Buddy Lamont, a Vietnam vet and one of Stan Holder’s best men, had served with AIM at the Custer courthouse and was among the first people into the Knee. His mother, Agnes, was one of the demonstrators who formed OSCRO. His niece, Kamook, was married to Dennis Banks. Buddy was proud to serve at Wounded Knee. His grandmother, at age twelve, had survived the 1890 massacre in which her aunt and uncle had perished. Buddy’s great-grandmother had been at the Greasy Grass with Crazy Horse.

Buddy was killed on April 26 by a fed sniper who violated a cease-fire to shoot from ambush. Buddy’s family, all but destitute, had to borrow eighteen hundred dollars to ransom his body back after the BIA sent it to a coroner in Rushville, Nebraska. Buddy is buried in the hilltop cemetery, near Big Foot and the other massacre victims. Until the sacred four winds no longer blow across our Grandmother Earth, every Lakota child should know and revere his name as they do Crazy Horse, Red Cloud, and Big Foot.

Buddy’s death, which saddened everyone, convinced Grandpa Fools Crow and the other elders that there had been enough death. Since we were too few to fight and too many to die, Fools Crow asked the Wounded Knee leaders to try to find a peaceful resolution. On May 2, a Department of the Interior negotiator stated for the record, “I do have the authority to insure that the Government of the United States, and probably Congress, will discuss anything with your chiefs, anything and everything you want to discuss about the 1868 Treaty. …I have authority to tell you that any and all criminal violations against you by any outsiders will be prosecuted. I do have the authority to tell you that members of the tribal government will be prosecuted.”

On May 4, the White House promised that if our defenders laid down their arms, top-level representatives would meet with “the headmen and chiefs of the Teton Sioux”—another white term for the Lakota—during the third week in May “for the purpose of examining the problems concerning the 1868 Treaty.” That was what we had been demanding all along, so the elders agreed. The siege ended on May 8, after seventy-one days.

According to the agreement, no one would be jailed. Instead, people would be “processed.” The marshals would take names and addresses and, if there were outstanding charges, they also would take fingerprints and mug shots. Then everybody would be released. Hardly twenty minutes after the stand-down, the feds broke that agreement. Sacred medicine bags and ceremonial clothing were confiscated from Crow Dog and Black Elk. Like everyone else still inside the Knee, they were handcuffed and dragged off to a Rapid City jail. The feds thought they were going to get the whole leadership, but the prize—Dennis—was gone. Along with several other people, he had sneaked out the night before, and remained a fugitive for several months.

Before allowing the press back into Wounded Knee, the feds pulled what I’m sure they thought was a great public-relations stunt. They trashed all the homes, then showed them to the media and said that was what AIM and the Oglala people had done. I thought that was lower than low. The missionaries and all the longtime residents of the area became homeless. Most of them had to move out of the community, and some of them blamed us.

Hundreds of Oglala people came on May 17 to Grandpa Fools Crow’s place in Kyle, in the northeastern part of the Pine Ridge Reservation, to meet the White House delegation and to discuss our treaty. Those emissaries from Washington, however, had no official standing and no authority to offer anything. After hours of evasions, the white men left, promising to come back in two weeks with answers. The Oglala people returned on May 31, the day the white delegates had said they would come back, but nobody from Washington, D.C., showed up. Instead, Leonard Garment, the same Nixon henchman who had rejected the “Twenty Points” from the Trail of Broken Treaties, sent an insulting note. It said, in part, “The days of treaty making with the American Indians ended in 1871; …only Congress can rescind or change in any way statutes enacted since 1871…”

Once again, we Indians had accepted the white man’s promises—just as our ancestors had. Once again, the government of the United States of America had lied.
-=-=-
→ **Work item**
According to the passage about Wounded Knee, on what date did the siege end, and how long had it lasted?

Records from a data source:
-=-=-
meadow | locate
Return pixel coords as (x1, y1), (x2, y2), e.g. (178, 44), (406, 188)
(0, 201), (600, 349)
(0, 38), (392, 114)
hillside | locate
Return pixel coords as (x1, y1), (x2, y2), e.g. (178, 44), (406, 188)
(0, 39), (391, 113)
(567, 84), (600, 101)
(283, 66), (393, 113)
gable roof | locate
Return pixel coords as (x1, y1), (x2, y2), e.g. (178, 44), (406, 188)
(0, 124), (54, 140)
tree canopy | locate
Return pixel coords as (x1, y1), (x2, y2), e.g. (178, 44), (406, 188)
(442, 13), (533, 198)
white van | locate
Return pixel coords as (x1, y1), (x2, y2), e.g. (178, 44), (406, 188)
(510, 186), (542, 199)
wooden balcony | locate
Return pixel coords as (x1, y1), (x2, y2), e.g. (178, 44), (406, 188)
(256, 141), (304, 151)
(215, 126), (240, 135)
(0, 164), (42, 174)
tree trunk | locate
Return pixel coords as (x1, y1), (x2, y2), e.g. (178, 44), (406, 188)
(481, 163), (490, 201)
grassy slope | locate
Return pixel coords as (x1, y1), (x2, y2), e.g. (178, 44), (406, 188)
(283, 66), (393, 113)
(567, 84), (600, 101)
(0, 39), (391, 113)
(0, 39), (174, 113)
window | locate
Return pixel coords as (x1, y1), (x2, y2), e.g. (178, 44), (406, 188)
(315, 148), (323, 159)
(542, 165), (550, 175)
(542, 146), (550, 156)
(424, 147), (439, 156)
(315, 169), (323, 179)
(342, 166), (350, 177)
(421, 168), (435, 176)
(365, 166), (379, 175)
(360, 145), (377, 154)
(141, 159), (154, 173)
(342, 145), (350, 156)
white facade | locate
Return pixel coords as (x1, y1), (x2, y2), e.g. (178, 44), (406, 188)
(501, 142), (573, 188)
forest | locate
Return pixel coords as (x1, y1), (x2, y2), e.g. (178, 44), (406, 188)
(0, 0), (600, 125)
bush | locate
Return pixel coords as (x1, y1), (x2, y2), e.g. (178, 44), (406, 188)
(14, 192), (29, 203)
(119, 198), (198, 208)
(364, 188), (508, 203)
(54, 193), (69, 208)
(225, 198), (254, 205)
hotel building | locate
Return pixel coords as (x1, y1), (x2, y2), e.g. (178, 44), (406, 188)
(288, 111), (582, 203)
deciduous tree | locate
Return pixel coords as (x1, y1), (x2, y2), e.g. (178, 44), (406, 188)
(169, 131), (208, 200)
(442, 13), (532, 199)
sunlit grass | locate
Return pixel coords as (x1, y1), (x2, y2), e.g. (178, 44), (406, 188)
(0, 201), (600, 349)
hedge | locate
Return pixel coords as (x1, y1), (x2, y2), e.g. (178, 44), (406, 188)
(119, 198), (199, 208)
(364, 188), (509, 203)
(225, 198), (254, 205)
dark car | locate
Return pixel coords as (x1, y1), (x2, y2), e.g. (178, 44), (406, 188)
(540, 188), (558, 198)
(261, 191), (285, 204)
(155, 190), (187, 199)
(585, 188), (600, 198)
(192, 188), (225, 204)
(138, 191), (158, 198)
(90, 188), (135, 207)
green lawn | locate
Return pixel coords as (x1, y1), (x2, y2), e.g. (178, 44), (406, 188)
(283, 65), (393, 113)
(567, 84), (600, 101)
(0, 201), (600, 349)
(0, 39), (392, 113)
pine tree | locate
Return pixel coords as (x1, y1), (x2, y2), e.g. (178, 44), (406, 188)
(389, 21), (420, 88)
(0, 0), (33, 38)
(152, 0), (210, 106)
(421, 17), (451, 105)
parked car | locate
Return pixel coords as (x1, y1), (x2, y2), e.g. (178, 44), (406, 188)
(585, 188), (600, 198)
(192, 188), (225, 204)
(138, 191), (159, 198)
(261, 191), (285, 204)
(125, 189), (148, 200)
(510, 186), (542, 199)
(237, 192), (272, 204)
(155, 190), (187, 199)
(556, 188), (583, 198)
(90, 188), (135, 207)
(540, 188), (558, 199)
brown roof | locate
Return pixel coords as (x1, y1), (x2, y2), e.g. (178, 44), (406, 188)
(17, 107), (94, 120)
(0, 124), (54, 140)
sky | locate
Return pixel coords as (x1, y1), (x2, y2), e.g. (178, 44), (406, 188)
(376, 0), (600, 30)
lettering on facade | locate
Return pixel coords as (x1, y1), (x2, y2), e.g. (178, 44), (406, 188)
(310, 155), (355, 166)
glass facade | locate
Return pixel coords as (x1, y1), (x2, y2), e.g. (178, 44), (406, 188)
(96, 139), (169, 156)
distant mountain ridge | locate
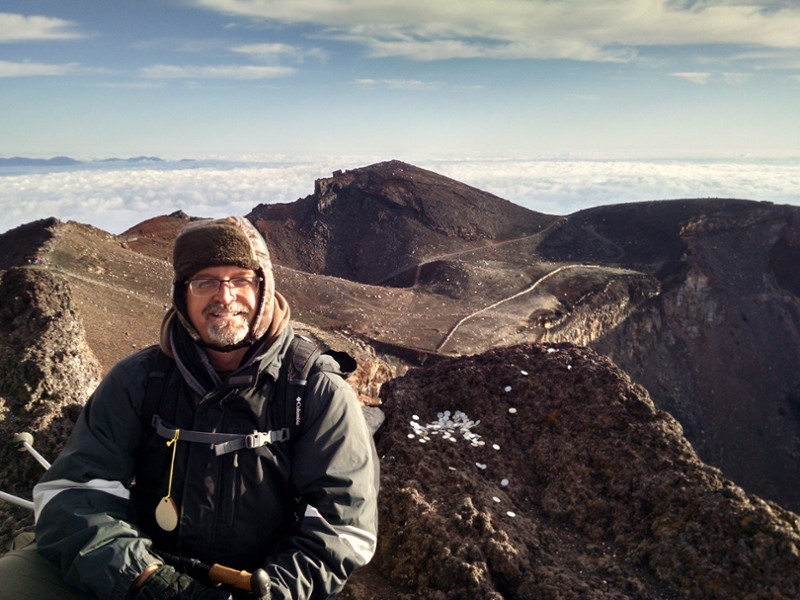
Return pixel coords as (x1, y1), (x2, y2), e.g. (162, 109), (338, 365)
(0, 161), (800, 511)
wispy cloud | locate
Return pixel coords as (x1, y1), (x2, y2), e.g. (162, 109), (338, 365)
(0, 157), (800, 233)
(191, 0), (800, 61)
(722, 73), (752, 85)
(670, 73), (711, 84)
(229, 43), (328, 64)
(140, 65), (295, 79)
(353, 79), (444, 90)
(0, 12), (84, 43)
(0, 60), (78, 77)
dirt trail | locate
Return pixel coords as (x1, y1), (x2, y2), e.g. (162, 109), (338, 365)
(435, 265), (624, 354)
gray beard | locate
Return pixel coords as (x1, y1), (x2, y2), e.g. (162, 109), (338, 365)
(203, 302), (250, 346)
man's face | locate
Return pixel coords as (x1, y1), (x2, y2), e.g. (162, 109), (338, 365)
(186, 266), (259, 346)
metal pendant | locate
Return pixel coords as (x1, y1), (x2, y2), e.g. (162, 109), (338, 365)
(156, 496), (178, 531)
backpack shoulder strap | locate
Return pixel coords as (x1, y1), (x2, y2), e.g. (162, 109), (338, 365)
(277, 335), (320, 444)
(140, 348), (175, 432)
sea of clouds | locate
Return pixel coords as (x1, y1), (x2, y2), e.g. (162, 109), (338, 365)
(0, 157), (800, 233)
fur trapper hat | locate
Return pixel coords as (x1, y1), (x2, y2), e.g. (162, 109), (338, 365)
(172, 217), (275, 346)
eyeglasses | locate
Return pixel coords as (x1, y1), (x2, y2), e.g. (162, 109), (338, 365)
(186, 277), (264, 297)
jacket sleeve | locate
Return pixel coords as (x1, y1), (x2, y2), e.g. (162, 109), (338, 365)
(33, 353), (161, 600)
(264, 372), (379, 600)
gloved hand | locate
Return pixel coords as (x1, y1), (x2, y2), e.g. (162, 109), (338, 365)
(135, 565), (231, 600)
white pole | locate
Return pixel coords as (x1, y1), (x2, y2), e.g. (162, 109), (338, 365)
(0, 492), (33, 510)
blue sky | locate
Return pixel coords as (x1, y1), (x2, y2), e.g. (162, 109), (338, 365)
(0, 0), (800, 229)
(0, 0), (800, 157)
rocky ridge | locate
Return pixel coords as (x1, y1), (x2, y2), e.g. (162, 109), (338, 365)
(0, 161), (800, 600)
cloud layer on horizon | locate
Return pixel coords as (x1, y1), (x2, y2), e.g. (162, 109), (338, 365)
(0, 158), (800, 233)
(191, 0), (800, 62)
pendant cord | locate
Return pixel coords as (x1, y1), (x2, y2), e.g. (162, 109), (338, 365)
(165, 429), (181, 498)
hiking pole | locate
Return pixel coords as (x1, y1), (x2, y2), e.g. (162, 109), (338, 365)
(0, 433), (50, 510)
(11, 433), (50, 469)
(156, 550), (269, 598)
(0, 492), (33, 510)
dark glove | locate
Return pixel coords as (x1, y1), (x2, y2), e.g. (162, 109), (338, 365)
(136, 565), (231, 600)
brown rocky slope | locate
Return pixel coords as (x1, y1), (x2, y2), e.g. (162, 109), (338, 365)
(0, 267), (100, 548)
(366, 344), (800, 600)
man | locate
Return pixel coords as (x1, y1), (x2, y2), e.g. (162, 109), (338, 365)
(0, 217), (377, 600)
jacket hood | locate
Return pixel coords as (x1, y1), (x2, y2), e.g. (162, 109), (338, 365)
(169, 216), (275, 352)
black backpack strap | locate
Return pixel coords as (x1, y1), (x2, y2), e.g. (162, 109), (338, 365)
(140, 348), (175, 432)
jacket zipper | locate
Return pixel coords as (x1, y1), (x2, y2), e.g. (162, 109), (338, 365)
(228, 450), (239, 527)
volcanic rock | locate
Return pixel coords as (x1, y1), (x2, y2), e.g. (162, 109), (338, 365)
(247, 160), (558, 285)
(0, 267), (100, 548)
(366, 344), (800, 600)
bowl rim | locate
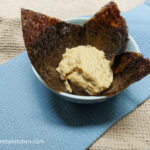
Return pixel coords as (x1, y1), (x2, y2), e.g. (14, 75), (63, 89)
(31, 16), (140, 101)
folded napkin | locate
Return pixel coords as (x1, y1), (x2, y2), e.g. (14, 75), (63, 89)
(0, 0), (150, 150)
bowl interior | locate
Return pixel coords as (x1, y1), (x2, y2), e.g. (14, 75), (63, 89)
(32, 17), (140, 103)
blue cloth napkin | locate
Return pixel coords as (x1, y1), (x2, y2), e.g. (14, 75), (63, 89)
(0, 1), (150, 150)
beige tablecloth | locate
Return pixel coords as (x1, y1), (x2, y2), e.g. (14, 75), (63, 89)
(0, 0), (150, 150)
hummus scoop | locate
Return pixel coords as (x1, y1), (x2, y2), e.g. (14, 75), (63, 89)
(21, 2), (150, 97)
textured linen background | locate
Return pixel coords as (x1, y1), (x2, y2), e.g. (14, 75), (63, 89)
(0, 1), (150, 149)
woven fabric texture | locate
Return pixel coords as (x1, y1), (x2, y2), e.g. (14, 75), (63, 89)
(0, 0), (150, 150)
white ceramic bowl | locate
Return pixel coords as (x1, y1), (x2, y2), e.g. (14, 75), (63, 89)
(32, 17), (140, 104)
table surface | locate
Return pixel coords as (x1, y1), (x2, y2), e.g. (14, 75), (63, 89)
(0, 0), (150, 150)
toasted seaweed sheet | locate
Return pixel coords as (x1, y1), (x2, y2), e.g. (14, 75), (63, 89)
(21, 2), (150, 96)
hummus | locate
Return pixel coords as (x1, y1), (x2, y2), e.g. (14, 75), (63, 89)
(56, 45), (113, 95)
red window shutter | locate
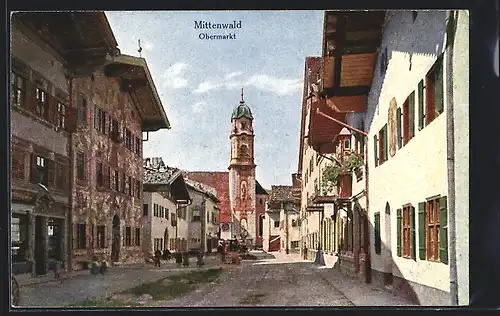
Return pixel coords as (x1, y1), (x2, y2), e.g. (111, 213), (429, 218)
(425, 71), (436, 125)
(25, 80), (36, 112)
(30, 153), (38, 183)
(65, 105), (77, 133)
(46, 159), (55, 188)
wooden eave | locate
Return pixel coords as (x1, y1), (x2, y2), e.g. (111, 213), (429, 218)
(306, 205), (325, 213)
(307, 99), (346, 154)
(312, 195), (338, 204)
(12, 11), (119, 77)
(321, 11), (385, 112)
(104, 55), (170, 132)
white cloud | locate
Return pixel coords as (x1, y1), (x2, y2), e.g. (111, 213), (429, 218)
(193, 72), (302, 96)
(246, 75), (302, 96)
(191, 101), (207, 113)
(193, 81), (222, 93)
(161, 62), (189, 89)
(224, 71), (243, 80)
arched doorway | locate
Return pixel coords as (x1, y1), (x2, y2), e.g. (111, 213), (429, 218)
(111, 215), (121, 262)
(383, 202), (392, 285)
(163, 227), (169, 250)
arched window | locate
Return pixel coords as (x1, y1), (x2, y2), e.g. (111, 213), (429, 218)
(240, 145), (248, 157)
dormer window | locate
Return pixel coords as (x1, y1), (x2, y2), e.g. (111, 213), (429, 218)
(344, 139), (351, 149)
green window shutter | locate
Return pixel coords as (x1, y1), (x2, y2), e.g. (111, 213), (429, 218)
(396, 108), (403, 149)
(397, 209), (403, 257)
(383, 124), (389, 161)
(434, 57), (444, 116)
(418, 202), (427, 260)
(410, 206), (417, 260)
(439, 196), (448, 263)
(374, 213), (382, 255)
(418, 80), (425, 131)
(408, 91), (415, 139)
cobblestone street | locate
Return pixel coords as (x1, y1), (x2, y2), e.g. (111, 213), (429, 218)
(15, 254), (412, 307)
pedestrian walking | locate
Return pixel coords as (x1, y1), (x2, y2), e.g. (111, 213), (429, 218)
(155, 248), (161, 267)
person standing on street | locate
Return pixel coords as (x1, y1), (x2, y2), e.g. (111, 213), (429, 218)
(155, 248), (161, 267)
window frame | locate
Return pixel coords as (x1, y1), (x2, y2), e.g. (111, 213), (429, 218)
(425, 197), (441, 262)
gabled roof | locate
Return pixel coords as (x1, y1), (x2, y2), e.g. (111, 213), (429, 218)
(183, 171), (232, 223)
(143, 158), (191, 202)
(184, 179), (219, 202)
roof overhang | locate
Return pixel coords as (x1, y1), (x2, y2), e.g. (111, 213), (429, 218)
(104, 55), (170, 132)
(12, 11), (119, 77)
(307, 98), (346, 154)
(321, 11), (385, 112)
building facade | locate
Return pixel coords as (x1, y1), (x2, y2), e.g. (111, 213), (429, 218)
(146, 157), (192, 257)
(186, 179), (219, 252)
(302, 11), (468, 305)
(71, 55), (170, 269)
(365, 11), (469, 305)
(10, 12), (116, 275)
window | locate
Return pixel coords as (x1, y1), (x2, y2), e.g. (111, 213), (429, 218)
(97, 225), (106, 249)
(374, 212), (382, 255)
(344, 140), (351, 149)
(125, 226), (132, 246)
(113, 170), (120, 191)
(403, 91), (415, 145)
(76, 152), (85, 180)
(425, 56), (444, 125)
(193, 210), (201, 222)
(35, 88), (49, 118)
(31, 155), (49, 185)
(96, 162), (104, 187)
(134, 228), (141, 246)
(135, 180), (142, 199)
(56, 102), (66, 128)
(426, 199), (439, 261)
(378, 124), (388, 164)
(121, 172), (127, 193)
(418, 196), (448, 264)
(397, 204), (416, 259)
(77, 94), (87, 125)
(110, 120), (120, 142)
(76, 224), (87, 249)
(10, 73), (25, 106)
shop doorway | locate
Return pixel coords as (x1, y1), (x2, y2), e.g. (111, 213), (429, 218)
(111, 215), (121, 262)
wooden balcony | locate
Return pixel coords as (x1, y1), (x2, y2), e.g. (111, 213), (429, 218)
(307, 99), (346, 154)
(321, 11), (385, 113)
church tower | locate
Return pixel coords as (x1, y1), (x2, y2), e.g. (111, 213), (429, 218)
(228, 89), (256, 242)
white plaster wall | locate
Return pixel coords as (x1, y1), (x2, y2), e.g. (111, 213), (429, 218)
(11, 23), (69, 156)
(365, 11), (467, 292)
(453, 11), (469, 305)
(149, 193), (175, 251)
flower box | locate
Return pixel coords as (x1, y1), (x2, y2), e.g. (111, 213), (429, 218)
(339, 173), (352, 199)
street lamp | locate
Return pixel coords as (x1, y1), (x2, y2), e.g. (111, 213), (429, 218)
(284, 201), (293, 255)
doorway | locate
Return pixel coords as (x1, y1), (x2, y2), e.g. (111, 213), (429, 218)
(384, 202), (393, 285)
(111, 215), (121, 262)
(163, 227), (170, 250)
(35, 216), (47, 275)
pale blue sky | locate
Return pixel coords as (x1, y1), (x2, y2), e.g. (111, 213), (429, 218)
(106, 11), (323, 189)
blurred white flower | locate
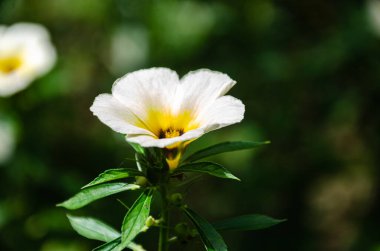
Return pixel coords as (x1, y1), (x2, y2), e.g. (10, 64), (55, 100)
(0, 119), (16, 164)
(0, 23), (56, 97)
(90, 68), (244, 167)
(367, 0), (380, 36)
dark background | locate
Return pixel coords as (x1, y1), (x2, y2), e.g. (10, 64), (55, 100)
(0, 0), (380, 251)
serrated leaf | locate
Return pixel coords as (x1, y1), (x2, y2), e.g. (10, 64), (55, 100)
(92, 237), (121, 251)
(121, 189), (153, 247)
(67, 215), (120, 242)
(92, 237), (146, 251)
(213, 214), (286, 231)
(57, 183), (140, 210)
(173, 162), (240, 180)
(184, 208), (227, 251)
(82, 168), (144, 189)
(92, 237), (146, 251)
(128, 141), (144, 155)
(184, 141), (270, 162)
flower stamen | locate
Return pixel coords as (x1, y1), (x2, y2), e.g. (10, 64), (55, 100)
-=-=-
→ **Exercise output**
It ended on May 8, after seventy-one days.